#### DOCUMENT EXCERPT
In addition, the new source rule’s de facto CCS mandate seems designed to ensure that “few if any” new coal power plants will ever be built. As the EPA’s proposed rule argues, carbon capture systems increase power plant operating costs. In deregulated markets, where units with the lowest operating costs are the first to be “dispatched,” CCS power plants would often go to the back of the queue, rendering them uncompetitive or even unable to recover their capital costs.

CEI’s Comment Letter: Key Points

  1. The EPA is correct: Partial carbon capture and storage is too costly and geographically limited to provide uniform (industry-wide) performance standards for new coal power plants.
  2. The EPA’s October 2015 final rule is a de facto ban on investment in new coal generation—a policy Congress never authorized and would reject if put to a vote. The EPA’s proposed revisions will both repair a breech in the separation of powers and help keep electricity prices affordable for consumers.

#### YOUR TASK
Reproduce the passage on the EPA coal plant rule word for word, from start to finish. None of the lines after this are needed.

#### RAW DATA
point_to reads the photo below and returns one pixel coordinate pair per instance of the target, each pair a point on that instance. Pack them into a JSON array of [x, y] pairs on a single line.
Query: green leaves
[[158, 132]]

#### FINISHED EXERCISE
In addition, the new source rule’s de facto CCS mandate seems designed to ensure that “few if any” new coal power plants will ever be built. As the EPA’s proposed rule argues, carbon capture systems increase power plant operating costs. In deregulated markets, where units with the lowest operating costs are the first to be “dispatched,” CCS power plants would often go to the back of the queue, rendering them uncompetitive or even unable to recover their capital costs.

CEI’s Comment Letter: Key Points

  1. The EPA is correct: Partial carbon capture and storage is too costly and geographically limited to provide uniform (industry-wide) performance standards for new coal power plants.
  2. The EPA’s October 2015 final rule is a de facto ban on investment in new coal generation—a policy Congress never authorized and would reject if put to a vote. The EPA’s proposed revisions will both repair a breech in the separation of powers and help keep electricity prices affordable for consumers.